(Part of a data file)
:::
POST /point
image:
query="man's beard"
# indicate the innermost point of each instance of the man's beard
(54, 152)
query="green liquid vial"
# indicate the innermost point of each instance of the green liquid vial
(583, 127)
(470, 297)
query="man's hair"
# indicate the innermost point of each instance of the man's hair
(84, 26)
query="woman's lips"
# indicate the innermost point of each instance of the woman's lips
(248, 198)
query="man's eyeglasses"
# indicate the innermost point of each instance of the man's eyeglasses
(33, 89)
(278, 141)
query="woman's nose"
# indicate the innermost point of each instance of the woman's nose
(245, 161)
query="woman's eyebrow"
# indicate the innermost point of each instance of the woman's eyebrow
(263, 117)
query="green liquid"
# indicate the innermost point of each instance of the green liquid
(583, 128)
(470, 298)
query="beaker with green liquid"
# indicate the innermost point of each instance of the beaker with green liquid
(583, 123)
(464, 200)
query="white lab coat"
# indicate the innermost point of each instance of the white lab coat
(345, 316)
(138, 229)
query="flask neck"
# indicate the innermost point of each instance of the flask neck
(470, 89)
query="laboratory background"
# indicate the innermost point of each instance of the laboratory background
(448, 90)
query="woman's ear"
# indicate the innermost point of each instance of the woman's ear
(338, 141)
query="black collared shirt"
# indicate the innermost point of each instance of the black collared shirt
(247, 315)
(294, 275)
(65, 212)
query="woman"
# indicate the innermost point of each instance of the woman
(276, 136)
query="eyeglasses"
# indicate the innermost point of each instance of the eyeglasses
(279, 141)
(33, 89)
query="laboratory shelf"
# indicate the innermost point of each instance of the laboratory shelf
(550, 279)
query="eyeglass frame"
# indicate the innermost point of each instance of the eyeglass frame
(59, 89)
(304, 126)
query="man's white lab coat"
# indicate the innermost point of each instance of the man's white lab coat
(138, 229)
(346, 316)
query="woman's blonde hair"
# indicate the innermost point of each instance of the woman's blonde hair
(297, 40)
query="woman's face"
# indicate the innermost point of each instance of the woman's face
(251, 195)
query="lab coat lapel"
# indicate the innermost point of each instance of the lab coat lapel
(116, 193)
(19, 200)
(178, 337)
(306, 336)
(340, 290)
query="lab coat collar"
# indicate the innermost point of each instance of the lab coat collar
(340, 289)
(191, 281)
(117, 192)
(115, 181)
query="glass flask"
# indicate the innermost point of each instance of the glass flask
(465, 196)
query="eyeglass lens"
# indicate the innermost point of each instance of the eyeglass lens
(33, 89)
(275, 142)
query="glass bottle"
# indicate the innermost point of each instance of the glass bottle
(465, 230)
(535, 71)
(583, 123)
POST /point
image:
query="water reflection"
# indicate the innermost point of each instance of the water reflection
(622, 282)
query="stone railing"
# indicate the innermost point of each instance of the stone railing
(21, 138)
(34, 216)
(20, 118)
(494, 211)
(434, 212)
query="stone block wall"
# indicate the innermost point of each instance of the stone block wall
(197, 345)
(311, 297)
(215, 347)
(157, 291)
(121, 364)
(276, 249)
:::
Task to carry out -> Each line in the material above must be retyped without alteration.

Reply to the task ->
POST /point
image:
query="man's beard"
# indicate the innermost point of each instance of the man's beard
(54, 152)
query="green liquid vial"
# indicate the innermost point of each instance of the green liquid vial
(583, 127)
(470, 297)
query="man's hair"
# indicate the innermost point of each instance of the man's hair
(84, 26)
query="woman's lips"
# indicate the innermost point of each instance of the woman's lips
(248, 198)
query="man's eyeglasses"
# indicate the innermost point of each instance of the man's eyeglasses
(33, 89)
(278, 141)
query="woman's nose"
# indicate the innermost point of each instance of the woman's nose
(245, 161)
query="woman's eyebrow"
# indicate the innermost point of each instance of the woman's eyebrow
(263, 117)
query="green liquid"
# indicate the innermost point of each instance of the green liquid
(583, 128)
(470, 298)
query="beaker with green liquid"
# indicate the innermost point of each instance of the beaker with green liquid
(583, 123)
(464, 200)
query="white lab coat"
# indicate the innermost point of each instance of the white lab coat
(345, 316)
(138, 229)
query="flask neck"
# indicate the innermost point of each instance of the flask neck
(470, 89)
query="laboratory background"
# indicate the innermost point of each instance of the laboratory background
(448, 90)
query="woman's ear"
# indicate the innermost point of each instance of the woman's ear
(338, 141)
query="black collared shirt"
# indicate the innermost point of each instance of the black collared shirt
(247, 315)
(294, 275)
(65, 212)
query="woman"
# indicate the innermost point of each instance of the woman
(276, 136)
query="eyeglasses"
# indicate the innermost point of each instance of the eyeglasses
(279, 141)
(33, 89)
query="laboratory shelf"
# indicate the innermost point of each instance of the laboratory shelf
(550, 279)
query="eyeglass frame"
# indicate the innermost point of each instance of the eyeglass frame
(59, 89)
(304, 126)
query="man's white lab coat"
# indicate the innermost point of each instance of the man's white lab coat
(138, 229)
(346, 316)
query="woman's blonde hair"
# indicate the innermost point of each instance of the woman's blonde hair
(297, 40)
query="woman's face"
# indicate the innermost point of each instance of the woman's face
(251, 195)
query="lab coat lapel"
# indicate the innermost point of each instance of the lab coat lapel
(116, 193)
(19, 200)
(178, 337)
(306, 336)
(340, 290)
query="lab coat collar"
# indicate the innermost point of each instance of the lab coat collar
(340, 289)
(191, 281)
(117, 192)
(115, 181)
query="glass flask"
# indicate the innermost point of each instance of the glass flask
(465, 196)
query="eyeglass lens"
# indicate the innermost point of each instance of the eyeglass lens
(33, 89)
(275, 142)
query="glass bottle"
# indicate the innermost point of each instance of the glass bottle
(465, 230)
(535, 71)
(583, 123)
POST /point
image:
query="water reflection"
# indicate the innermost point of each instance of the water reflection
(622, 282)
query="stone railing"
# indicate the innermost point of each instance of the stone railing
(21, 138)
(34, 216)
(20, 118)
(494, 211)
(434, 212)
query="stone block wall"
# indicate the innermost point of each instance of the stone block wall
(197, 345)
(311, 297)
(215, 347)
(157, 291)
(121, 364)
(276, 249)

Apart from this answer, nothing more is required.